**TO BE DONE:**
In the interview guidance below, what do strong answers show where weak answers offer a slogan?

--- BEGIN DOCUMENT ---

What interviewers probe at
level

Top Priority

Your learning should be concrete and behavioral, not just 'be more careful.'

Good examples

🟢After that, I started asking for an early review on my approach before building too much, and it has helped me catch issues faster.

🟢I now make a small test plan before I merge anything non-trivial, and since then I haven't repeated that class of mistake.

Bad examples

🔴The experience taught me to pay more attention to details in the future.

🔴I learned that projects can be unpredictable, so now I just try to stay on top of things.

Weak answers offer a slogan; strong answers show a repeatable new habit with evidence it stuck.

Show that you went beyond 'it went badly' and understood the underlying reason, even if someone helped you get there.

Good examples

🟢After the issue, I compared my assumptions with the actual usage pattern and realized I had designed only for the happy path.

🟢I reviewed the timeline with my mentor and found the real problem wasn't coding speed but that I merged changes without validating dependencies.

Bad examples

🔴The feature didn't work well in production, so the lesson was to be more careful next time.

🔴We missed the deadline because the task was harder than expected, and sometimes that just happens.

Weak answers stop at the visible problem; strong answers identify the mechanism that actually caused the failure.

You are not expected to have prevented everything, but you are expected to clearly name what you did or failed to do.

--- END DOCUMENT ---
--- BEGIN GIVEN INFORMATION ---

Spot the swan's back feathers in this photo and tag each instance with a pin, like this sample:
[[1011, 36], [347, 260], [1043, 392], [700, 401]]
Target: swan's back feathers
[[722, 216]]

--- END GIVEN INFORMATION ---

**SOLUTION BELOW:**
A repeatable new habit with evidence that it stuck.